[Saved entries]
==============================
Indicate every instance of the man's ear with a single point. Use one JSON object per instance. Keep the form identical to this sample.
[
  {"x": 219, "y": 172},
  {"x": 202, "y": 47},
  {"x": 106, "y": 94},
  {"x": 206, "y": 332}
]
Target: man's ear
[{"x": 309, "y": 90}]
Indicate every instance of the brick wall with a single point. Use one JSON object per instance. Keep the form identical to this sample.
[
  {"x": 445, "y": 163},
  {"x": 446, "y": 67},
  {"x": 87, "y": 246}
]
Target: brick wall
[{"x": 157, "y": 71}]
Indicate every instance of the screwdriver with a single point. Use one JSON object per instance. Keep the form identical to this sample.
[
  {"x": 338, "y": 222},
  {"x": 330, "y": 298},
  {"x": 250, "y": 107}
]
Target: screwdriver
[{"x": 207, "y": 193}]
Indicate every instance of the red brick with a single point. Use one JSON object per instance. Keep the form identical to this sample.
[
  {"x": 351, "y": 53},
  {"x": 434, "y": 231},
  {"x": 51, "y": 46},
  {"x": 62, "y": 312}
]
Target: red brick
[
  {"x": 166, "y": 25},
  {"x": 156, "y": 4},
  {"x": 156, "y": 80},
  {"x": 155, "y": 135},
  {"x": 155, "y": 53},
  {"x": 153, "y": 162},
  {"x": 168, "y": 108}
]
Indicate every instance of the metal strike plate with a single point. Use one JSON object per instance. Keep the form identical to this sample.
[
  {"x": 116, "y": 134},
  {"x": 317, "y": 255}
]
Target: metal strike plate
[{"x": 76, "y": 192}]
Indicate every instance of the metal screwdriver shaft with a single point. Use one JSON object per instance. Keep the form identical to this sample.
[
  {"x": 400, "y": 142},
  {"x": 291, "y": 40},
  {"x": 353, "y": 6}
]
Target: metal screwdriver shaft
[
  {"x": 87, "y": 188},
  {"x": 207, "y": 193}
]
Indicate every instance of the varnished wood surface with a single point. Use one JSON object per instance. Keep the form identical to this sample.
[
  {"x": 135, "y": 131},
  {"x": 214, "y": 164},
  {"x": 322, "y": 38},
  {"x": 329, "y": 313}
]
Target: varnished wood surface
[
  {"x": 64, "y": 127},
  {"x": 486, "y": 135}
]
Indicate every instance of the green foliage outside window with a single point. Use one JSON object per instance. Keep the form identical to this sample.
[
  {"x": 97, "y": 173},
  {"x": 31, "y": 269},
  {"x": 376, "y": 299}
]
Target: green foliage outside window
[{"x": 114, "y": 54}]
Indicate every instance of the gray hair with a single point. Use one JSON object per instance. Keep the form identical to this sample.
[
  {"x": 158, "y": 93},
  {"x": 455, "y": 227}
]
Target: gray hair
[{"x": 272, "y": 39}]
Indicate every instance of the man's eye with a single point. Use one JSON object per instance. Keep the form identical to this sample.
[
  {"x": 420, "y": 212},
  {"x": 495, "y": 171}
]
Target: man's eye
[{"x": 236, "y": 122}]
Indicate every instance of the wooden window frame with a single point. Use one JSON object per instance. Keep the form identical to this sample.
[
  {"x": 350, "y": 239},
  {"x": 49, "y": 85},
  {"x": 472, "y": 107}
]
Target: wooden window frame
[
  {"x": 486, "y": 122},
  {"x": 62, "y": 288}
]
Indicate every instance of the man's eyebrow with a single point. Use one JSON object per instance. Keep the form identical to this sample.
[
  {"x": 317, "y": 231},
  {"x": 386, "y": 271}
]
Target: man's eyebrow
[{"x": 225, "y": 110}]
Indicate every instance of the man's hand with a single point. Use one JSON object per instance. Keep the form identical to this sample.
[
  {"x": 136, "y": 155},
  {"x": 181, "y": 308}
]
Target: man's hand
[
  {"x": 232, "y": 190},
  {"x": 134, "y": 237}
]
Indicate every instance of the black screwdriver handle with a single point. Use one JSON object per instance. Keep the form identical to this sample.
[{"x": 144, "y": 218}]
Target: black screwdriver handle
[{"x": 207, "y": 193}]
==============================
**What this task involves:**
Print every record above once more, exactly as written.

**Result of the task:**
Indicate every instance of the man's ear with a single point. Use one JSON object per instance. Keep the form identical to this sample.
[
  {"x": 219, "y": 172},
  {"x": 202, "y": 47},
  {"x": 106, "y": 94},
  {"x": 206, "y": 332}
]
Target: man's ear
[{"x": 309, "y": 90}]
Indicate every instance of the brick wall with a single point. Use one JSON object per instance. Keep the form identical to this sample.
[
  {"x": 445, "y": 163},
  {"x": 446, "y": 67},
  {"x": 87, "y": 246}
]
Target: brick wall
[{"x": 157, "y": 71}]
Indicate every instance of the screwdriver with a single point. Use one JSON object per instance. Keep the form identical to this sample.
[
  {"x": 338, "y": 222},
  {"x": 330, "y": 298},
  {"x": 250, "y": 107}
]
Target: screwdriver
[{"x": 207, "y": 193}]
Indicate every instance of the red brick with a single point. Use one JSON object per instance. Keep the form identical to this sample.
[
  {"x": 351, "y": 53},
  {"x": 434, "y": 231},
  {"x": 51, "y": 46},
  {"x": 62, "y": 312}
]
Target: red brick
[
  {"x": 166, "y": 25},
  {"x": 156, "y": 4},
  {"x": 156, "y": 80},
  {"x": 155, "y": 135},
  {"x": 155, "y": 53},
  {"x": 153, "y": 162},
  {"x": 168, "y": 108}
]
Indicate every instance of the metal strike plate with a single point. Use one JSON object per instance. Keep the form identical to this sample.
[
  {"x": 116, "y": 134},
  {"x": 317, "y": 255}
]
Target: metal strike plate
[{"x": 76, "y": 192}]
Indicate every instance of the metal screwdriver shaft with a single point. Use one JSON object per instance. Keep the form identical to this sample.
[
  {"x": 400, "y": 142},
  {"x": 291, "y": 40},
  {"x": 353, "y": 6}
]
Target: metal screwdriver shaft
[
  {"x": 87, "y": 188},
  {"x": 207, "y": 193}
]
Indicate every instance of the varnished wood surface with a single point. Use one JSON object per instance. Keep the form identical to this sample.
[
  {"x": 135, "y": 131},
  {"x": 214, "y": 164},
  {"x": 322, "y": 38},
  {"x": 329, "y": 313}
]
Target: varnished wood surface
[
  {"x": 64, "y": 127},
  {"x": 486, "y": 135}
]
Indicate every instance of the green foliage outside window with a single point. Use one JSON object per instance. Keep the form identical to this sample.
[
  {"x": 97, "y": 173},
  {"x": 31, "y": 269},
  {"x": 376, "y": 299}
]
Target: green foliage outside window
[{"x": 114, "y": 54}]
Indicate every instance of the gray hair with a single point. Use one JSON object per instance. Keep the form identical to this sample.
[
  {"x": 158, "y": 93},
  {"x": 455, "y": 227}
]
Target: gray hair
[{"x": 272, "y": 39}]
Indicate every instance of the man's eye with a single point. Use one JSON object per instance. Keep the form identical to this sample.
[
  {"x": 420, "y": 212},
  {"x": 495, "y": 171}
]
Target: man's eye
[{"x": 236, "y": 122}]
Indicate every instance of the wooden window frame with a single point. Use one JSON object per instance. Keep the form identical to this sample.
[
  {"x": 350, "y": 239},
  {"x": 49, "y": 85},
  {"x": 472, "y": 107}
]
Target: wooden window frame
[
  {"x": 486, "y": 122},
  {"x": 62, "y": 288}
]
Indicate every instance of the man's eyebrow with a single point. Use one JSON object per instance. Keep the form identical to this sample.
[
  {"x": 317, "y": 231},
  {"x": 386, "y": 271}
]
Target: man's eyebrow
[{"x": 225, "y": 110}]
Indicate every instance of the man's hand with a single point. Use one JSON object per instance. Keep the form identical to this sample.
[
  {"x": 136, "y": 155},
  {"x": 181, "y": 308}
]
Target: man's hand
[
  {"x": 232, "y": 190},
  {"x": 134, "y": 237}
]
Indicate every instance of the black screwdriver handle with a single point. Use one JSON object per instance. Keep the form identical to this sample.
[{"x": 144, "y": 218}]
Target: black screwdriver handle
[{"x": 207, "y": 193}]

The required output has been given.